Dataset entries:

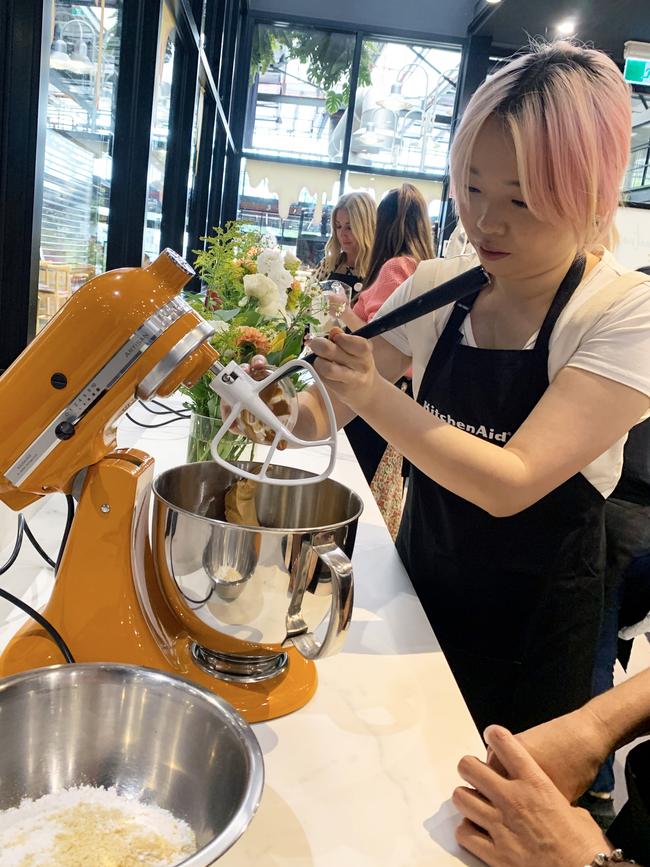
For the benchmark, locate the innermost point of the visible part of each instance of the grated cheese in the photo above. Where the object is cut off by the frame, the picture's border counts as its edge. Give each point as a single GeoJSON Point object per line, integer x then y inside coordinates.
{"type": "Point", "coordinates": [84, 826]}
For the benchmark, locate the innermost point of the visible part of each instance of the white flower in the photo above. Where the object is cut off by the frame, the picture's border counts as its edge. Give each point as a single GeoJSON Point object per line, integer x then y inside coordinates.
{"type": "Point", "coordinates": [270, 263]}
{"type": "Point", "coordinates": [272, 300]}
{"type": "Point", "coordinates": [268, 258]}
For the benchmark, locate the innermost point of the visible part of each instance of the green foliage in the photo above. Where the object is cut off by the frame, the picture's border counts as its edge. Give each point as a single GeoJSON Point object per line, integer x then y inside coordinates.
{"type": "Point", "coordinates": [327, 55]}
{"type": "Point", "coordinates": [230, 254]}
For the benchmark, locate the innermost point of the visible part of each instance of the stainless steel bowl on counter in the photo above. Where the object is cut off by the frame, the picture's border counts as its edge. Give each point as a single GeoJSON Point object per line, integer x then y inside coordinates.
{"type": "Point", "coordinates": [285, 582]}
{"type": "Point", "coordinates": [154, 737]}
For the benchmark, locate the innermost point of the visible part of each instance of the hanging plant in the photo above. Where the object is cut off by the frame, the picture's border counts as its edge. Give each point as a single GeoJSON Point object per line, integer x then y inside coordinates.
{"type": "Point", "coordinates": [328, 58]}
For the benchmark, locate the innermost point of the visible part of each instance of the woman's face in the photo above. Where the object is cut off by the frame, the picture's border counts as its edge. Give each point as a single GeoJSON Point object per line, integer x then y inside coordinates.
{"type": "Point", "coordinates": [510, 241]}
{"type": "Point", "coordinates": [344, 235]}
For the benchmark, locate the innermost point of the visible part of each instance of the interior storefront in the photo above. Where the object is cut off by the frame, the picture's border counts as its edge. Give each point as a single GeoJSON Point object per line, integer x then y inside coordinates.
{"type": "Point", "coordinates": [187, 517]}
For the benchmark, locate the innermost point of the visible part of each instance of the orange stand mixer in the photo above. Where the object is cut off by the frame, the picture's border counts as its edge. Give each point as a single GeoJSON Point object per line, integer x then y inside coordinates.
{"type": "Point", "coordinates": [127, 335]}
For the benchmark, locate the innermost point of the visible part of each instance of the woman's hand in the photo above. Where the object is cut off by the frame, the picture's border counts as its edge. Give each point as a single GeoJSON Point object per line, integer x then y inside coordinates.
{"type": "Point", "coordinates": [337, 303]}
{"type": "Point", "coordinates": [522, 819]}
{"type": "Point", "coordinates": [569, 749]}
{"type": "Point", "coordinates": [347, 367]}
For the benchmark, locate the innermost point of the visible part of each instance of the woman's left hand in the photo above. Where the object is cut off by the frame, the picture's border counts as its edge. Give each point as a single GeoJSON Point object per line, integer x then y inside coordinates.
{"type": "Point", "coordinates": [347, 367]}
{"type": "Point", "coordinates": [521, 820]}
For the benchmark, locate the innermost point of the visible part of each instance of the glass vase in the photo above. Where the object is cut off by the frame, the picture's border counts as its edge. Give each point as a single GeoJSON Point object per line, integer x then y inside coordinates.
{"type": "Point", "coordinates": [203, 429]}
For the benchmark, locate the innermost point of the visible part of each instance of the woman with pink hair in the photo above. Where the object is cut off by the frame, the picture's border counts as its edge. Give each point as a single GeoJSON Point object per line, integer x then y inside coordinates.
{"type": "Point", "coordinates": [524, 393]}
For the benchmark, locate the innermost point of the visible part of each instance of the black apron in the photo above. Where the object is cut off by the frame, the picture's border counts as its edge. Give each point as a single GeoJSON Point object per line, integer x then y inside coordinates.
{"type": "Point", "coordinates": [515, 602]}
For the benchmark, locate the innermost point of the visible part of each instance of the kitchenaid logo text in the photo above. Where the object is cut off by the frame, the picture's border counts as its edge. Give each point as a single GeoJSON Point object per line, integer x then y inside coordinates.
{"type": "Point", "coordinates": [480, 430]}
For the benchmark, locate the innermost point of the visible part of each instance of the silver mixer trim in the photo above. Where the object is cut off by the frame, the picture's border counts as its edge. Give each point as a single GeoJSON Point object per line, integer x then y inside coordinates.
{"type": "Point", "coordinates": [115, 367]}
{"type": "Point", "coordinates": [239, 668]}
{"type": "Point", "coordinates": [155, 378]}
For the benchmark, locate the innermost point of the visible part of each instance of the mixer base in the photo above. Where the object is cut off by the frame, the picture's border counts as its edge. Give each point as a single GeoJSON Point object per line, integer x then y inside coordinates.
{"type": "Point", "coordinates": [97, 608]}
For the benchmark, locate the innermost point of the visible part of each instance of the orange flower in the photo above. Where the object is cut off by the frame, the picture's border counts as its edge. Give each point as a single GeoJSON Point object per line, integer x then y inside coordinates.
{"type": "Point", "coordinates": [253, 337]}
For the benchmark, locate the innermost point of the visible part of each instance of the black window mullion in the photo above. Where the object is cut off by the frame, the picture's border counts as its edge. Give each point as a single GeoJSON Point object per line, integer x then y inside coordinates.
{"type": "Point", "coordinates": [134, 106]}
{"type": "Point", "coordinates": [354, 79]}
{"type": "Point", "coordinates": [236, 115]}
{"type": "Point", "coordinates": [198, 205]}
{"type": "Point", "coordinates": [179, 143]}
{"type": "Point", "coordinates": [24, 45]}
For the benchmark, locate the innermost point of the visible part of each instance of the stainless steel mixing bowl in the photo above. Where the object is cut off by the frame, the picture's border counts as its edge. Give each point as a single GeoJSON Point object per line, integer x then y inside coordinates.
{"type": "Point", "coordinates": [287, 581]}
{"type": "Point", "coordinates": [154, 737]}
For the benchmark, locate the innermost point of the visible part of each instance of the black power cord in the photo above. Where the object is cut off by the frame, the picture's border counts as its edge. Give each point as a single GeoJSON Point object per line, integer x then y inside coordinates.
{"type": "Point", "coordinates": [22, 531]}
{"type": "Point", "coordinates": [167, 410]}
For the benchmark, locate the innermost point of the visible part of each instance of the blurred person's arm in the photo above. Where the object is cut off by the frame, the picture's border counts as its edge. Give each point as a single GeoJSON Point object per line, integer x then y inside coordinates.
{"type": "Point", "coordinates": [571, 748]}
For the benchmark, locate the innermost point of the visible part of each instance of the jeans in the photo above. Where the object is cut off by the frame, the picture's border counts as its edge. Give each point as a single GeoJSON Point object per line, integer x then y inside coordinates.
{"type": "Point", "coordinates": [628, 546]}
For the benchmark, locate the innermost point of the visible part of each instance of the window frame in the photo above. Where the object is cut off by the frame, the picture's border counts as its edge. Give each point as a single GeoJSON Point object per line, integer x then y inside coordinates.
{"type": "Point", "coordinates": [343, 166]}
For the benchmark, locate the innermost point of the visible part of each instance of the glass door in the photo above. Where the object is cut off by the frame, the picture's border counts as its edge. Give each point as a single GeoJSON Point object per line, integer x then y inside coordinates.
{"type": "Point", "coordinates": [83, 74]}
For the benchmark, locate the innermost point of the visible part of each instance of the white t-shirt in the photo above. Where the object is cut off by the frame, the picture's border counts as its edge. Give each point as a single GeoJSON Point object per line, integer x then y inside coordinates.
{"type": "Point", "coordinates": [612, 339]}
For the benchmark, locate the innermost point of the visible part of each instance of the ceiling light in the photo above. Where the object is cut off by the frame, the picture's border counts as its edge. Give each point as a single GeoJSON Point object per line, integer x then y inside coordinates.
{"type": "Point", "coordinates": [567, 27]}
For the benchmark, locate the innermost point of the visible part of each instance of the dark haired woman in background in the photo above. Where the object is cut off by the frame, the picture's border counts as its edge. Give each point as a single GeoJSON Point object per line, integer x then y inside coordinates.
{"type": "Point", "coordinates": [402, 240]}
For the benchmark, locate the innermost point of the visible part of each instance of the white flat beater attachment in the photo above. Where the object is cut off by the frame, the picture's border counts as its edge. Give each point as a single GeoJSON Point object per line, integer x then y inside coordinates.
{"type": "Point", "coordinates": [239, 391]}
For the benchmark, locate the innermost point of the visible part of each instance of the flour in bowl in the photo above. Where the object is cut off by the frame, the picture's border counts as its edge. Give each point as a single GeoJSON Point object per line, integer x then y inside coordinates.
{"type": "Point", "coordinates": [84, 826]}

What to do → Extract the closing run of lines, starting with the one containing "the white flat" and ending at the last, exactly as written.

Solved exercise →
For the benchmark, locate the innermost point of the visible part of each instance of the white flat beater attachment in the photo above. Where the object is cut off by the frame, the picture's border counts as its edge. Give each point as a single GeoJSON Point object per line, integer x then y inside coordinates.
{"type": "Point", "coordinates": [239, 391]}
For the benchmark, locate the innermost point of the visible part of each instance of the flour in bowl in the photo above. Where the object is cut off by the frame, the picture's border counts as its edge. Give each point as a single GeoJSON Point object per line, integer x then y inside coordinates.
{"type": "Point", "coordinates": [84, 826]}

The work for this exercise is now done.